#### Stated goal
Show every line of the records below that contains the word "basement", copying each one in full.

>>

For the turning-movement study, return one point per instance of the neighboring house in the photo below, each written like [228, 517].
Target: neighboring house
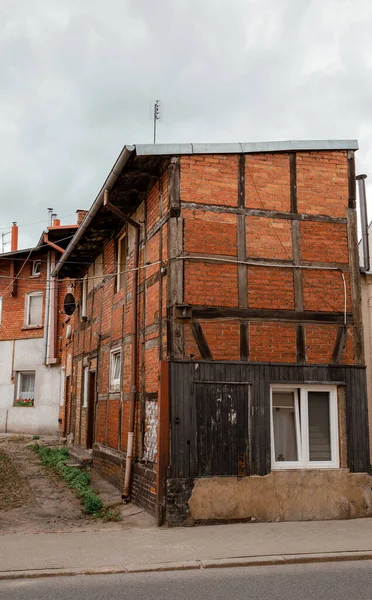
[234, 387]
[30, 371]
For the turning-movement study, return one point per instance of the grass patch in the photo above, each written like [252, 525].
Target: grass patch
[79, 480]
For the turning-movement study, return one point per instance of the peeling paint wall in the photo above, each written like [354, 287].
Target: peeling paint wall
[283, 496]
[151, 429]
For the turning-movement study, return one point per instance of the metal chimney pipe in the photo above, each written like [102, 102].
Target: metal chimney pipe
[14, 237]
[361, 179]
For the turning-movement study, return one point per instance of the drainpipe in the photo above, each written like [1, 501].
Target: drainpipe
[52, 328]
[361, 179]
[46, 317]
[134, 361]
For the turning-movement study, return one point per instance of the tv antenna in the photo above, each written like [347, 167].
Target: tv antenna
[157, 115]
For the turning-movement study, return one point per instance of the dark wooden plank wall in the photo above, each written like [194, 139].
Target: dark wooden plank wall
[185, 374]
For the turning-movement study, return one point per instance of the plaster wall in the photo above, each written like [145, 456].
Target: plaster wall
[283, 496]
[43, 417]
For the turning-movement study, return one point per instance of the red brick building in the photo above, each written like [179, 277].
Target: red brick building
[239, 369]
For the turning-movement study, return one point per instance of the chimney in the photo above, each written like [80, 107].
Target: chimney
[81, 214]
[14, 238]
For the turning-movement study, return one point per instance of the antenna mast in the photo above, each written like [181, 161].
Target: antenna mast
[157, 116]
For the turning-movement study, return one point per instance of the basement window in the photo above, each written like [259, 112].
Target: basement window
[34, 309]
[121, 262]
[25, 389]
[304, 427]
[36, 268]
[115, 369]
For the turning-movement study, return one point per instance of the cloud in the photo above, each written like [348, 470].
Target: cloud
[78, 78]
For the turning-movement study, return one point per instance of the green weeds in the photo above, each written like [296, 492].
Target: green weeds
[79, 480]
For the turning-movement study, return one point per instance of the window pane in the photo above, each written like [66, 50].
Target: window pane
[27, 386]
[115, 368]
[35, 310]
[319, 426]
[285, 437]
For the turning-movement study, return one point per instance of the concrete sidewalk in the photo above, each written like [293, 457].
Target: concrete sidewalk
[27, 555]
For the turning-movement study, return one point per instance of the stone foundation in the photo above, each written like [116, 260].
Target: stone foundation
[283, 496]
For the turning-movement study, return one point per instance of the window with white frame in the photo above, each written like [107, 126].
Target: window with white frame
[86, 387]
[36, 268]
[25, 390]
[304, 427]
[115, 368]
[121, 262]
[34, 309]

<<
>>

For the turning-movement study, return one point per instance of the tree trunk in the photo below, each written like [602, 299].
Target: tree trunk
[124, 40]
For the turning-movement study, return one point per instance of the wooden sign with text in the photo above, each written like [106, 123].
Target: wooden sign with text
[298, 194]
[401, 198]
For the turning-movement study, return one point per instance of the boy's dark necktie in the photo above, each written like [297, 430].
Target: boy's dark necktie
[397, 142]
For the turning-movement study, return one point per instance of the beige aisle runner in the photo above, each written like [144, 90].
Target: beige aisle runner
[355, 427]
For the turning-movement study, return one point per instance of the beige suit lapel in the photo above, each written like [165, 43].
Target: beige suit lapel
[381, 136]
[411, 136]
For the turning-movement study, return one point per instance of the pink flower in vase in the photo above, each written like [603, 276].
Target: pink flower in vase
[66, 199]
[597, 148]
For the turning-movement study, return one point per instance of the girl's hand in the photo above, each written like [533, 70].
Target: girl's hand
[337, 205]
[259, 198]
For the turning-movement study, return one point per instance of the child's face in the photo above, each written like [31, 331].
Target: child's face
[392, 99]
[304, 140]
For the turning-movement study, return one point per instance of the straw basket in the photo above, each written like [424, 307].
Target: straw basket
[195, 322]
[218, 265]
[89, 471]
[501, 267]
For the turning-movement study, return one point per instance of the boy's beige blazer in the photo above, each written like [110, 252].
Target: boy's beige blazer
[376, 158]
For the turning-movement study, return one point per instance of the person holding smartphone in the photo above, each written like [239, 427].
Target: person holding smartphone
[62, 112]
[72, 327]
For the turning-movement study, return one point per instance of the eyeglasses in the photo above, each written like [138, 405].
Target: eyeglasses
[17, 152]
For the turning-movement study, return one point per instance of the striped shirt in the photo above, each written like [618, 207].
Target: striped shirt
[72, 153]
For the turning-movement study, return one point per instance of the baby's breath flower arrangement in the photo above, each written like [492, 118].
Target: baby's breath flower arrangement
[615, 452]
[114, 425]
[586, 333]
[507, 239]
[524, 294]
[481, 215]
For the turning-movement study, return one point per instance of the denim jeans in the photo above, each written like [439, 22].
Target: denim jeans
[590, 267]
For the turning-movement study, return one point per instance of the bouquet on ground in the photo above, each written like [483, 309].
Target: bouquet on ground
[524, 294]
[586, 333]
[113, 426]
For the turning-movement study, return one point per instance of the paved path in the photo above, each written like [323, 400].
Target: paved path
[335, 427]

<<

#### Output
For the turning-movement study, return one point per instance of the basement window in the photo above, each written like [259, 112].
Target: basement window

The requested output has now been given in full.